**Reading passage:**

What is sad, however, is that the importance of proper methodology is largely overlooked. Even the 3 skeptics who should know all about the dangers of data-dredging cavalierly dismiss the issue with these words:

While many of these methodological problems are worrying, we don’t think any of them completely undermine what appears to be an impressive dataset.

But replication is still not the answer

I have written about how replication cannot be the whole answer before. In a nutshell, by cunning abuse of statistical methods it is possible to give any mundane and boring result the impression of showing some amazing, unheard of effect. That takes hardly any extra work but experimentally debunking the supposed effect is a huge effort. It takes more searching to be sure that something is not there than to simply find it. For statistical reasons, an experiment needs more subjects to “prove” the absence of an effect with the same confidence as finding it.
But there’s also that there might be some difference between the original experiment and the replication that explain the lack of effect. In this case it was claimed that maybe the 3 failed because they did not believe in the effect. It takes just seconds to make such a claim. Disproving it requires finding a “believer” who will again run an experiment with more subjects that the original.

Quoth the 3 skeptics:

Most obviously, we have only attempted to replicate one of Bem’s nine experiments; much work is yet to be done.

It should be blindingly obvious that science just can’t work like that.

**Dataset items:**

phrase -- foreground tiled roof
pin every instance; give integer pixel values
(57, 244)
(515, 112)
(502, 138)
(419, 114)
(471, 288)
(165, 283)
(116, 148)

**Directions:**
1. In the replication passage, how many of Bem's experiments did the 3 skeptics try to replicate?
2. List each different number that the replication passage mentions, whether written as a numeral or as a word.
3. Repeat the stretch of the replication passage from "Quoth the 3" through "work like that.".
The rows are separate material, apart from the replication passage.

**Outputs by task:**
1. One of Bem's nine experiments.

2. 3, nine, one

3.
Quoth the 3 skeptics:

Most obviously, we have only attempted to replicate one of Bem’s nine experiments; much work is yet to be done.

It should be blindingly obvious that science just can’t work like that.